(Extracted records)
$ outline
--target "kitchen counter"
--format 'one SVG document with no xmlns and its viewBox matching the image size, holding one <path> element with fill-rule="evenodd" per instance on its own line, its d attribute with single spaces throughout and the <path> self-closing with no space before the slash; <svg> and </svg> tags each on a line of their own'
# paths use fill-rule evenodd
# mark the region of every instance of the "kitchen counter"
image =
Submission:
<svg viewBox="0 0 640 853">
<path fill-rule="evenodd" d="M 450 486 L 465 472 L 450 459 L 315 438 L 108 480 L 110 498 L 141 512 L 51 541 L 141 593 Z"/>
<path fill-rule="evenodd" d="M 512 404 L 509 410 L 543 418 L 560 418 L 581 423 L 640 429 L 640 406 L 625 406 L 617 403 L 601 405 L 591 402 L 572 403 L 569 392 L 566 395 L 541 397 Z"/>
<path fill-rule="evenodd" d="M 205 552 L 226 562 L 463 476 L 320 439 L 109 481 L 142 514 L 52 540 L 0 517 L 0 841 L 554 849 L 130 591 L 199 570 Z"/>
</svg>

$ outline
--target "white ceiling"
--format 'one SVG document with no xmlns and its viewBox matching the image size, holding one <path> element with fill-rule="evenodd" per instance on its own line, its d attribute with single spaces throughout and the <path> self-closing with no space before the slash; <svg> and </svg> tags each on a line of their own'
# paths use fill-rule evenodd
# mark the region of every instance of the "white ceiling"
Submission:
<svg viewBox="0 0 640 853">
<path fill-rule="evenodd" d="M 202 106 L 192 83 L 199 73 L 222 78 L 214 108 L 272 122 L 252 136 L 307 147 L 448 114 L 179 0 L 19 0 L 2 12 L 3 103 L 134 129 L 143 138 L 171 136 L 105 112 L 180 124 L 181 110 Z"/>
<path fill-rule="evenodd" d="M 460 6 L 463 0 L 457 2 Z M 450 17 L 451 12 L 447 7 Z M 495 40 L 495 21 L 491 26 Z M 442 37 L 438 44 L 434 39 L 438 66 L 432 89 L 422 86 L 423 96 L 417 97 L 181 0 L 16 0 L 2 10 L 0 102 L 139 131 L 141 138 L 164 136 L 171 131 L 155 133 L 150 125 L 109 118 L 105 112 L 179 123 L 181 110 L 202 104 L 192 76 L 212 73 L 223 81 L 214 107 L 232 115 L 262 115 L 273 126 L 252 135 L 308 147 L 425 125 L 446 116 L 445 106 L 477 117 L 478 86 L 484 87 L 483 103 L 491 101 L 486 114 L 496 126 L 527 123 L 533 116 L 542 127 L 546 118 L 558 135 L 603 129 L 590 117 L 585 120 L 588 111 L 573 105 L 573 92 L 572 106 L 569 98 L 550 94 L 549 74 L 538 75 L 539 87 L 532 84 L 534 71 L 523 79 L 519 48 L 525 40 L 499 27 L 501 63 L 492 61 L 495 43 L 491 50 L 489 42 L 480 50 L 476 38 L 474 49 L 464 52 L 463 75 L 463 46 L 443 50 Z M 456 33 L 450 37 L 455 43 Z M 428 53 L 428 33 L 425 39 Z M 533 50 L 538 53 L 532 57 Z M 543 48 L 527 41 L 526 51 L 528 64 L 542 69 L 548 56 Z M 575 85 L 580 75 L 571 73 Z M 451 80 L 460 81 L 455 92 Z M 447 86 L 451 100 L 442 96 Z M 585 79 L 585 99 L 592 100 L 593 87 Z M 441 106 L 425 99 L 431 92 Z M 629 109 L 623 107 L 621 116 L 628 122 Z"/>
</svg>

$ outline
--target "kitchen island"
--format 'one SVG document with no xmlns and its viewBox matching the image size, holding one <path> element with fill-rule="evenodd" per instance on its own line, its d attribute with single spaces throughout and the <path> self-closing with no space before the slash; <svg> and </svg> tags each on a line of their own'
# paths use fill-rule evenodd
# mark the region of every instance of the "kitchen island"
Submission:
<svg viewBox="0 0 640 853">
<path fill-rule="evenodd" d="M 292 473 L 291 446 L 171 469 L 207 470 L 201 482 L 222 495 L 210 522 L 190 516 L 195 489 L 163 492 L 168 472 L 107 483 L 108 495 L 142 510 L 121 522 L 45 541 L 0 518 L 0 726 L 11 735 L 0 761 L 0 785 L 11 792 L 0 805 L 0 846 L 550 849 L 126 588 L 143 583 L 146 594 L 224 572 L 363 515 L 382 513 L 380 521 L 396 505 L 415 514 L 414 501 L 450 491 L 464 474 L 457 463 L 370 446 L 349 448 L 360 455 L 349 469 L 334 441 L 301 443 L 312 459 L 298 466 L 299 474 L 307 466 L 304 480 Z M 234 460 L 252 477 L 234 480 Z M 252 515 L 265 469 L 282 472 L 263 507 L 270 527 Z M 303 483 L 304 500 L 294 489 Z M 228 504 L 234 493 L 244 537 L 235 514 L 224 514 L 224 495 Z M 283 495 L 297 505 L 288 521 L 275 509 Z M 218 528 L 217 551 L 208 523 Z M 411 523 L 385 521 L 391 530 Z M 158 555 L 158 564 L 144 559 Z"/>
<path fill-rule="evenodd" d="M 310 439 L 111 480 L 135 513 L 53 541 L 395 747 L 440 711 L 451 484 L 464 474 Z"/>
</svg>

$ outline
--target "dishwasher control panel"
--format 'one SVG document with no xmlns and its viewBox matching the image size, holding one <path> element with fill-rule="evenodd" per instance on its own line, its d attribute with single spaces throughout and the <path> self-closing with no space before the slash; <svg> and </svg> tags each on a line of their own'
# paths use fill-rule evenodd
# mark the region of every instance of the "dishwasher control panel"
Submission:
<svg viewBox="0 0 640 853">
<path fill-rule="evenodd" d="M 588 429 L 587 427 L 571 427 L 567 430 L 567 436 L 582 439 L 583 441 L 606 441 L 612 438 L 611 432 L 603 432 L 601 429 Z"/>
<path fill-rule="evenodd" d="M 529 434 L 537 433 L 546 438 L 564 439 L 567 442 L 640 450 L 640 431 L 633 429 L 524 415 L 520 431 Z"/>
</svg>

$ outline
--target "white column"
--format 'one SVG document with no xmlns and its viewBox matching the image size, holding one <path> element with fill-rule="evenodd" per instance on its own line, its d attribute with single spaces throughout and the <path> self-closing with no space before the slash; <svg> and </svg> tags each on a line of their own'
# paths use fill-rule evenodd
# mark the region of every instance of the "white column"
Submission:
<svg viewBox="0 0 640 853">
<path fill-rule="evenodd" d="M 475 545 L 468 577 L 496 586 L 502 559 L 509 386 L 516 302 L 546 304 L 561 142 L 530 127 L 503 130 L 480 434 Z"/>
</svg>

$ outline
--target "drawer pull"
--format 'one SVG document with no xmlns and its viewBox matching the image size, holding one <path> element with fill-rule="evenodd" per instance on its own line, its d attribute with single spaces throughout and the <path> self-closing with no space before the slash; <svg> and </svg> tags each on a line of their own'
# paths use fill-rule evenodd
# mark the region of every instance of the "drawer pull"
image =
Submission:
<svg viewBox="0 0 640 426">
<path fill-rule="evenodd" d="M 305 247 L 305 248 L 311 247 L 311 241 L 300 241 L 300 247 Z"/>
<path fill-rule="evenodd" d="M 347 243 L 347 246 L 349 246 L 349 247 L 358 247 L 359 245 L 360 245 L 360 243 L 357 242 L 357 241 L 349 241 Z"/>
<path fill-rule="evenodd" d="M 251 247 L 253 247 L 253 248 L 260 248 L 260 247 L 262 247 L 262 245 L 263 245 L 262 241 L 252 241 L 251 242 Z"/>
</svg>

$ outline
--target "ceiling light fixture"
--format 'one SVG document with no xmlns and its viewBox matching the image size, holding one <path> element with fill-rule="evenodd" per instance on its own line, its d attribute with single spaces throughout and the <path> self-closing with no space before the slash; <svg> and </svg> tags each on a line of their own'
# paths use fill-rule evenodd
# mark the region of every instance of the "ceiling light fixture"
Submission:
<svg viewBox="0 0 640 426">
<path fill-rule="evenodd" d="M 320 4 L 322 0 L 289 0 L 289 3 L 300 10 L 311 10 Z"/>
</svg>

● Exercise prompt
Your answer should consist of every line from the entries that holds "kitchen".

● Task response
--target "kitchen counter"
# mark the region of every instance of the "kitchen counter"
--target "kitchen island"
# mark the region of every instance of the "kitchen island"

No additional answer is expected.